Brief ▸ Please quote, word for word, the lines of the listing starting at the line containing "query: the noun phrase to segment: leg" and ending at the line containing "Trace the outline of every instance of the leg.", both of those lines included.

Data records
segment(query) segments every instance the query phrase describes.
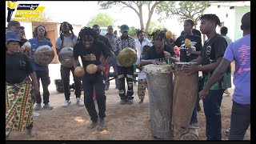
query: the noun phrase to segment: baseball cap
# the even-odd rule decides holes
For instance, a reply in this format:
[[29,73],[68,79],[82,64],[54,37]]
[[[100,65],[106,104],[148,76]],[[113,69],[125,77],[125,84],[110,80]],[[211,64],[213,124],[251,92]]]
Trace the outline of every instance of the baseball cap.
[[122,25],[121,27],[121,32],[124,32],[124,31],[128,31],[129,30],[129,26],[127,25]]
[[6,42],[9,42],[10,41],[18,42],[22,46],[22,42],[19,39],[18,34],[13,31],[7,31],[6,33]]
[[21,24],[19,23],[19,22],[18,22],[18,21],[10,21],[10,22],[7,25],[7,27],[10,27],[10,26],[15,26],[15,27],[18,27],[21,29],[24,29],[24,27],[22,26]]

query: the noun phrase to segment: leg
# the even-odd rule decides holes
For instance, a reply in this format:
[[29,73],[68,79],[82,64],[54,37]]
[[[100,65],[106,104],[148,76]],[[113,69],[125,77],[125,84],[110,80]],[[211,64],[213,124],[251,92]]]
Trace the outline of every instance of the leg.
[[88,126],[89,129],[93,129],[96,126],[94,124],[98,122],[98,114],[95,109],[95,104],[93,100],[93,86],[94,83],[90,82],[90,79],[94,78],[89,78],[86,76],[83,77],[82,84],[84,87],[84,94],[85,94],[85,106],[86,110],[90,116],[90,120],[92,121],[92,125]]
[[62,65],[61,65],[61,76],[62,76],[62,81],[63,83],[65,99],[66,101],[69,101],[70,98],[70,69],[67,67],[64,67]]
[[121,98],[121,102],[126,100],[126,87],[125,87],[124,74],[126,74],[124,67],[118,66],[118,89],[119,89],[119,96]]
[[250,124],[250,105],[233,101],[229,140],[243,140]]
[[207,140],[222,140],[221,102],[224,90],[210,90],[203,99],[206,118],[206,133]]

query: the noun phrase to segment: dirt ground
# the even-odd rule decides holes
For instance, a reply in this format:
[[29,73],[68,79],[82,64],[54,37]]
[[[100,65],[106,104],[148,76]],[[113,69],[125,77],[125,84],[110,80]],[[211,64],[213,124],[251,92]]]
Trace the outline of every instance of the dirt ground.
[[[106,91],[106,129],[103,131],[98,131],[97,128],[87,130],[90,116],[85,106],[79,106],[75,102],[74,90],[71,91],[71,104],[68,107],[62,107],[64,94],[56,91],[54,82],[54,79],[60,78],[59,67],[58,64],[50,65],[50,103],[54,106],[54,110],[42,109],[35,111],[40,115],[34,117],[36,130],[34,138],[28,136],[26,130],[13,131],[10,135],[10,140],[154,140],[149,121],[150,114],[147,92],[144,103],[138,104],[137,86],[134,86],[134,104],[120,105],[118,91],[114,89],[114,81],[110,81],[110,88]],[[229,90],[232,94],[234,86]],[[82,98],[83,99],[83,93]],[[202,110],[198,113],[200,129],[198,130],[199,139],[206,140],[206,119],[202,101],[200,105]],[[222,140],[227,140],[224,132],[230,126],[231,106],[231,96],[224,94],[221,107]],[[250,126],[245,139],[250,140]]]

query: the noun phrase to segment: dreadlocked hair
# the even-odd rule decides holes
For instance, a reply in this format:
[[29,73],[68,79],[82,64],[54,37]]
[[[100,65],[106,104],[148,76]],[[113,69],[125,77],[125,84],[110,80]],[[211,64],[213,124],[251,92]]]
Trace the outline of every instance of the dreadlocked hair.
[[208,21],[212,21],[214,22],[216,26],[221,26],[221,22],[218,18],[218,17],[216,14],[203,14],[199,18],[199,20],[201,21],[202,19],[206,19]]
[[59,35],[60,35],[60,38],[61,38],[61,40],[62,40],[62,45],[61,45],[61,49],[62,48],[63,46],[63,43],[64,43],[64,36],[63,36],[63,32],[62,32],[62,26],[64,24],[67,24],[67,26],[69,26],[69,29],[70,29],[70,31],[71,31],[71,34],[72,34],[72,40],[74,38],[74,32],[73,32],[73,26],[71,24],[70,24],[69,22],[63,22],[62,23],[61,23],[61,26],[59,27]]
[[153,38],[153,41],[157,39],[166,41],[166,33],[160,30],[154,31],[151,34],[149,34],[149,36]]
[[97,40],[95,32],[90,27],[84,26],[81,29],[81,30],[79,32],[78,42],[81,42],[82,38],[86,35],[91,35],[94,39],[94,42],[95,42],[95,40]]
* * *
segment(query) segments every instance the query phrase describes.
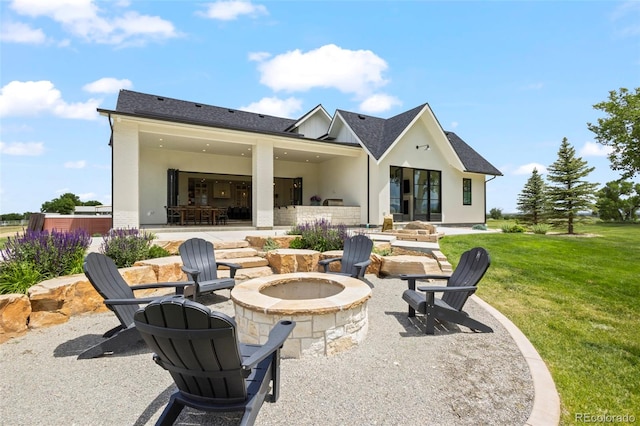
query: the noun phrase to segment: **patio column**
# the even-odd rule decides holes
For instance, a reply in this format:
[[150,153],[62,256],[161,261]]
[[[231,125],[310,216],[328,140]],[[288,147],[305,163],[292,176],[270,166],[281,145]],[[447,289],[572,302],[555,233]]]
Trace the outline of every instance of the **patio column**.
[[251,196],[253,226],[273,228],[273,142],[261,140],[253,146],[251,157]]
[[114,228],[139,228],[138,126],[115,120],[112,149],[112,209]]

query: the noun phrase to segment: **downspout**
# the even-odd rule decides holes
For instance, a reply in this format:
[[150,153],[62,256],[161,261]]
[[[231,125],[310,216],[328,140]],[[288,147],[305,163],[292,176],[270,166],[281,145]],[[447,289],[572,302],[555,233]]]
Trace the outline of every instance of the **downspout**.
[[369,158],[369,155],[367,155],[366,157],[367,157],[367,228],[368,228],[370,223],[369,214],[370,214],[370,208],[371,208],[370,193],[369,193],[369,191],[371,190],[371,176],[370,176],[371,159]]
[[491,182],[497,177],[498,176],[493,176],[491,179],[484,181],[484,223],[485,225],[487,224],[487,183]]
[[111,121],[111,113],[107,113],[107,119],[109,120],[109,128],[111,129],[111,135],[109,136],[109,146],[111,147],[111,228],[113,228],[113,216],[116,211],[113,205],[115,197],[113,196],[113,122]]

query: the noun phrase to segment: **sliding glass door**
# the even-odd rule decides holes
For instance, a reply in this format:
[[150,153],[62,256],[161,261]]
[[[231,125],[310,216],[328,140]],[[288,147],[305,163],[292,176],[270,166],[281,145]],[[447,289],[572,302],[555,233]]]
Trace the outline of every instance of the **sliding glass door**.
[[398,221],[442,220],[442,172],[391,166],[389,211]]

Written answer ▸
query: the noun phrase to segment: leg
# the even-odd rule decides holes
For instance, a reply in this format:
[[29,73],[68,79],[82,64],[54,37]]
[[[100,65],[106,104],[148,76]],[[113,69],[125,77],[125,84],[110,80]],[[211,64],[213,124],[251,92]]]
Trace the outline of every instance of the leg.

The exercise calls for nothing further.